### Provided passage:
With central Japan—the heartland of Japanese manufacturing prowess—leading the way, Japanese local officials and corporate managers, together with the national government, must address hollowing out, technological changes, and related issues, in order to stay abreast of global developments. They also need to redefine traditional relationships between foreign and domestic production, and among government agencies responsible for industrial development, on the one hand, and supporting services such as transportation, distribution, and finance on the other. This paper explores, through a seminal case study, this tortuous process of integrating global imperatives into Japanese industrial policy, and draws implications for other developing nations in East Asia.
Institutional Rigidity, Broken Networks, and Technological Diffusion: A Comparative Study of the Internet Sectors in Japan and South Korea
Chung-in Moon and Yonghwan Lee, Yonsei University
Japan has always been a pace setter in technological innovation and diffusion, whereas South Korea was a follower. Nonetheless, an anomaly has emerged. South Korea has outpaced Japan in both the innovation and diffusion of Internet technology. This paper attempts to account for the foregoing anomaly by looking into institutional arrangements, network structure, and political dynamics that underly the information industries of Japan and South Korea.
China’s Electronic Sectoral Development and Export Policies: A Northeast Asian Developmental Model?

[Saved data entries]
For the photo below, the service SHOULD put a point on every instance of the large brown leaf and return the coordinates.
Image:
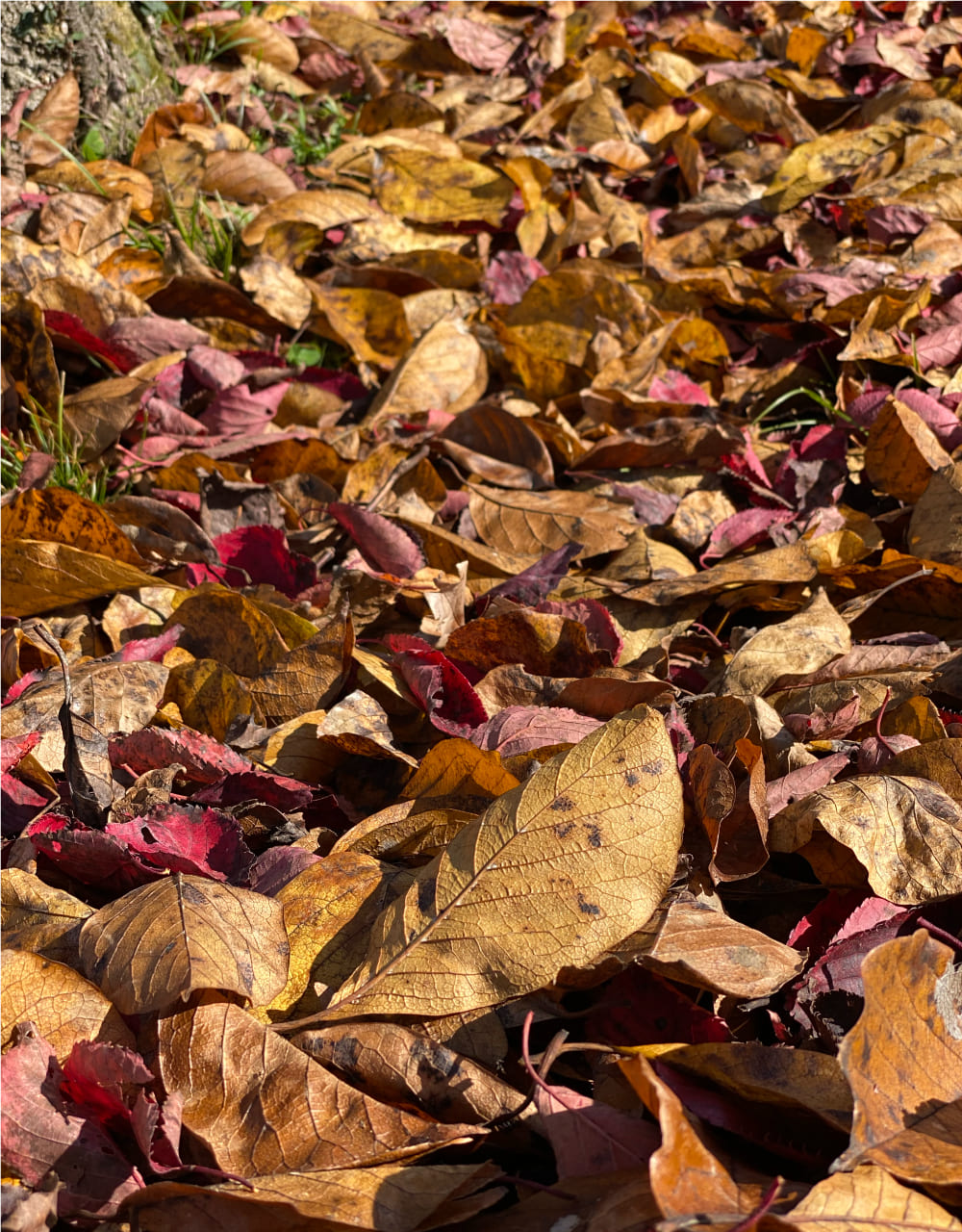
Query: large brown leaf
(537, 523)
(904, 1064)
(262, 1107)
(163, 941)
(552, 875)
(385, 1197)
(63, 1006)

### Task brief:
List every supporting service that the provided passage names after the words "supporting services such as".

### Task response:
Transportation, distribution, and finance